Records from a data source:
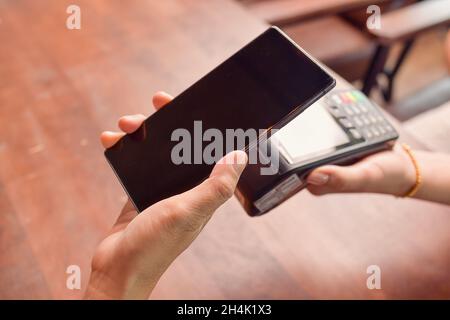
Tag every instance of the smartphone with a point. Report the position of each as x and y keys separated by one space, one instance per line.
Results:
x=262 y=86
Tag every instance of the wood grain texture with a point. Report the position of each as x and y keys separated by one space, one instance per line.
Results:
x=59 y=89
x=412 y=20
x=284 y=12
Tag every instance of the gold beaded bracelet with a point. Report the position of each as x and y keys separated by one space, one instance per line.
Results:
x=418 y=182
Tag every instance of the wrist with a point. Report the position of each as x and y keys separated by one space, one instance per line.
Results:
x=409 y=176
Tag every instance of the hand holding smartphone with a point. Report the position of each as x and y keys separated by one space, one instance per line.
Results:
x=262 y=86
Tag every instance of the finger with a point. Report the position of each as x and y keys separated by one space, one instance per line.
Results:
x=201 y=201
x=131 y=123
x=109 y=138
x=332 y=179
x=160 y=99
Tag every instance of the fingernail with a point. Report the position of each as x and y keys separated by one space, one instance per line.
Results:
x=318 y=178
x=238 y=159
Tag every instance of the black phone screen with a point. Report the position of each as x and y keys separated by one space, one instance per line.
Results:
x=266 y=82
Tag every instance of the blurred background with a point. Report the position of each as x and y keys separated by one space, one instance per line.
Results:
x=59 y=88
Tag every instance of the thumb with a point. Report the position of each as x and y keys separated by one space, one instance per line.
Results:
x=333 y=179
x=207 y=197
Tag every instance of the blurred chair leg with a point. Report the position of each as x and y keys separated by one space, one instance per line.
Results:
x=375 y=68
x=391 y=73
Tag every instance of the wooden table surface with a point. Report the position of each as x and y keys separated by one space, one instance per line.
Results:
x=60 y=88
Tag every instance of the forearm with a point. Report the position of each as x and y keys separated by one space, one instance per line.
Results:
x=435 y=171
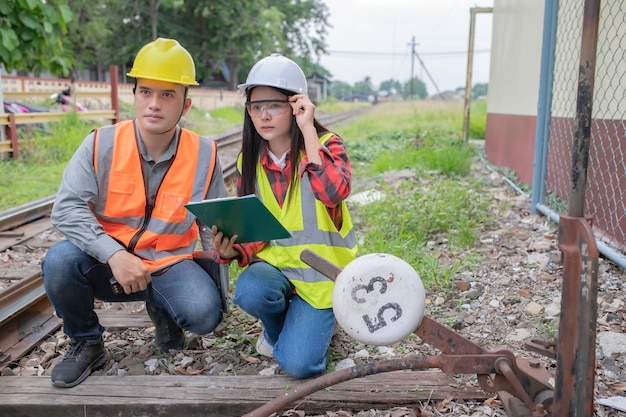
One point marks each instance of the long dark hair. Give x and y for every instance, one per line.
x=252, y=144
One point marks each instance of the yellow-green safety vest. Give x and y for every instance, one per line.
x=312, y=228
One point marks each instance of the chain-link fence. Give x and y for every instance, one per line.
x=605, y=199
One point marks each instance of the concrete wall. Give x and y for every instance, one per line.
x=514, y=85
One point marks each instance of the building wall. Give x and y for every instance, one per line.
x=514, y=85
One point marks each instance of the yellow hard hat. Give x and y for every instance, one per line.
x=164, y=60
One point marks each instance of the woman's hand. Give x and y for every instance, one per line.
x=224, y=244
x=303, y=109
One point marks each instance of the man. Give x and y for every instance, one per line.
x=121, y=207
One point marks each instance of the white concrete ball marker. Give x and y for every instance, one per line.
x=378, y=299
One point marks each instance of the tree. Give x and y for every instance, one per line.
x=31, y=34
x=364, y=87
x=416, y=86
x=479, y=89
x=339, y=89
x=85, y=33
x=391, y=86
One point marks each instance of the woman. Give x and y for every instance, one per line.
x=302, y=173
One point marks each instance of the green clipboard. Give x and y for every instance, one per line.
x=247, y=217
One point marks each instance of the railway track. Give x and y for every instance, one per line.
x=26, y=315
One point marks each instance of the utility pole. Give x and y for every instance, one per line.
x=412, y=68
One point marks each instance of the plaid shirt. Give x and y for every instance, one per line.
x=330, y=182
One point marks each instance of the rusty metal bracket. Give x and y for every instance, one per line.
x=498, y=371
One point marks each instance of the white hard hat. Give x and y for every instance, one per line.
x=378, y=299
x=276, y=71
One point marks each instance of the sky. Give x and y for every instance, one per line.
x=374, y=38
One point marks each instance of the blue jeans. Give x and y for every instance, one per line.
x=73, y=280
x=300, y=333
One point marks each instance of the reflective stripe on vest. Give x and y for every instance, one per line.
x=168, y=232
x=312, y=228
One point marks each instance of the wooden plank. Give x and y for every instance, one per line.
x=19, y=272
x=27, y=231
x=116, y=318
x=219, y=396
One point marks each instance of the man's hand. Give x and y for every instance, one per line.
x=129, y=271
x=223, y=244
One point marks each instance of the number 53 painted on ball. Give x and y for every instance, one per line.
x=378, y=299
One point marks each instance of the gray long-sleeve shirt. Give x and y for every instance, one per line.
x=72, y=212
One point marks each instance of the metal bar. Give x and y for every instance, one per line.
x=577, y=328
x=114, y=92
x=584, y=104
x=544, y=111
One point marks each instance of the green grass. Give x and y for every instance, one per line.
x=433, y=199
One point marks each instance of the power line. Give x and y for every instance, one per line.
x=367, y=54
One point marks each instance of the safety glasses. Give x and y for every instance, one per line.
x=272, y=107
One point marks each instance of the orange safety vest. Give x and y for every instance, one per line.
x=159, y=235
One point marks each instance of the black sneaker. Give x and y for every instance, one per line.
x=168, y=334
x=79, y=361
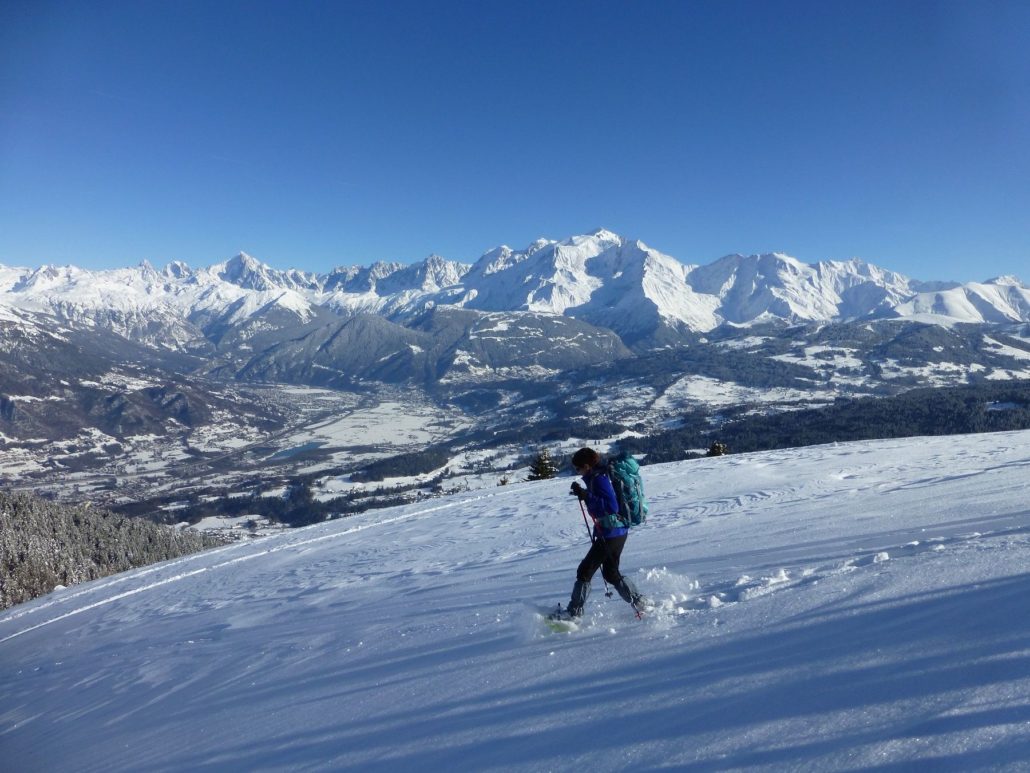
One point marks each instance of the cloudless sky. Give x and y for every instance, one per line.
x=316, y=134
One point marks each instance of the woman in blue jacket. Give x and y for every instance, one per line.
x=609, y=537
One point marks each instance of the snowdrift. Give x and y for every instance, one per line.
x=849, y=607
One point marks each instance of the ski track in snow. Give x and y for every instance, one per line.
x=859, y=606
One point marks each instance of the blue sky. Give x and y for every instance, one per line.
x=319, y=134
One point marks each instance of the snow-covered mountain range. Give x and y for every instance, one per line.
x=852, y=607
x=599, y=278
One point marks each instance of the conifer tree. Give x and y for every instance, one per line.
x=542, y=467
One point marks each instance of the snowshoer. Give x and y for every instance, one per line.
x=608, y=538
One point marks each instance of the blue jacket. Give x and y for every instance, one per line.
x=603, y=504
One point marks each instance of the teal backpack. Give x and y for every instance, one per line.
x=624, y=472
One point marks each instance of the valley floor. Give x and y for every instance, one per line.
x=852, y=607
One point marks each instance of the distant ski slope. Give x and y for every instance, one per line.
x=849, y=607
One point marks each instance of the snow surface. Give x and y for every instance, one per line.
x=851, y=607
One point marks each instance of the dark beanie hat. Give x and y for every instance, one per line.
x=586, y=457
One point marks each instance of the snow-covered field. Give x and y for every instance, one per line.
x=859, y=607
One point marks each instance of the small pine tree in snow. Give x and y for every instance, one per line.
x=542, y=467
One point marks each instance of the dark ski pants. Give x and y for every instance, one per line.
x=604, y=555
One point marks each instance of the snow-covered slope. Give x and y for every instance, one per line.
x=848, y=607
x=601, y=277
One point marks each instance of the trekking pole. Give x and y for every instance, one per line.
x=608, y=591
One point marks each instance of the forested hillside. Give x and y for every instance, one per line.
x=43, y=544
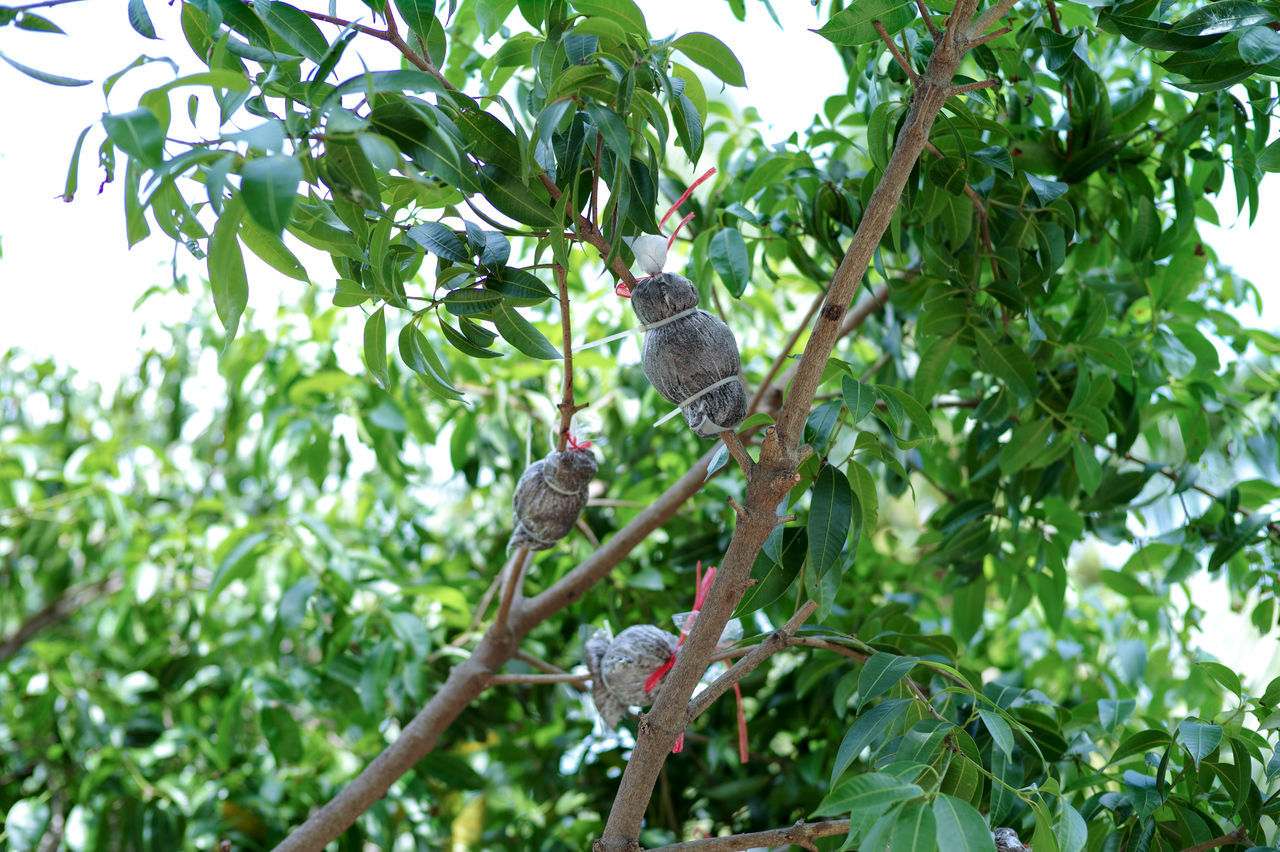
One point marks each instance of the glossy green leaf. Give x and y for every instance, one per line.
x=295, y=28
x=227, y=279
x=45, y=77
x=830, y=516
x=712, y=54
x=519, y=333
x=869, y=792
x=440, y=241
x=854, y=26
x=270, y=188
x=959, y=827
x=731, y=260
x=138, y=133
x=140, y=19
x=375, y=346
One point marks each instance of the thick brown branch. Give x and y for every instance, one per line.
x=58, y=610
x=897, y=55
x=799, y=834
x=775, y=642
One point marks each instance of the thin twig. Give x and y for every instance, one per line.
x=784, y=353
x=515, y=573
x=499, y=679
x=897, y=55
x=800, y=834
x=973, y=87
x=1239, y=837
x=772, y=644
x=928, y=19
x=567, y=407
x=590, y=233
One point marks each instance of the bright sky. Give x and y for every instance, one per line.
x=68, y=282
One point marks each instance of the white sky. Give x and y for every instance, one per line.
x=68, y=282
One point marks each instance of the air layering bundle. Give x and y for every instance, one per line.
x=551, y=495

* Direction *
Quote the lines starting with the one that contains "One point marks each instance of the trekking" and running through the final line, leaving out the pictures.

* Result below *
One point marks each instance of the trekking pole. Give x and y for every instance, one per line.
x=608, y=591
One point marks each instance of the forested hillside. Give x and y for every instance, one per line.
x=43, y=544
One point marks each instance of the glossy green leaf. Give x and y for every instance, one per line.
x=295, y=28
x=227, y=279
x=45, y=77
x=830, y=516
x=712, y=54
x=519, y=333
x=869, y=792
x=440, y=241
x=854, y=26
x=270, y=188
x=959, y=827
x=731, y=260
x=138, y=133
x=140, y=19
x=375, y=346
One point marks each instance of the thick brown branch. Give x and y for every instance, one per line.
x=58, y=610
x=897, y=55
x=799, y=834
x=775, y=642
One point marks each instance of the thin twig. Give x and y for every instance, one per line.
x=784, y=353
x=515, y=573
x=499, y=679
x=897, y=55
x=800, y=834
x=973, y=87
x=1239, y=837
x=772, y=644
x=928, y=19
x=567, y=407
x=590, y=233
One point marks each instance of the bright sky. Give x and y for every instance, one per line.
x=68, y=282
One point marks each instance of the white sky. Give x and y for every instance, one per line.
x=68, y=282
One point marks each instance of the air layering bundle. Give x and y for every instance, one per line.
x=551, y=495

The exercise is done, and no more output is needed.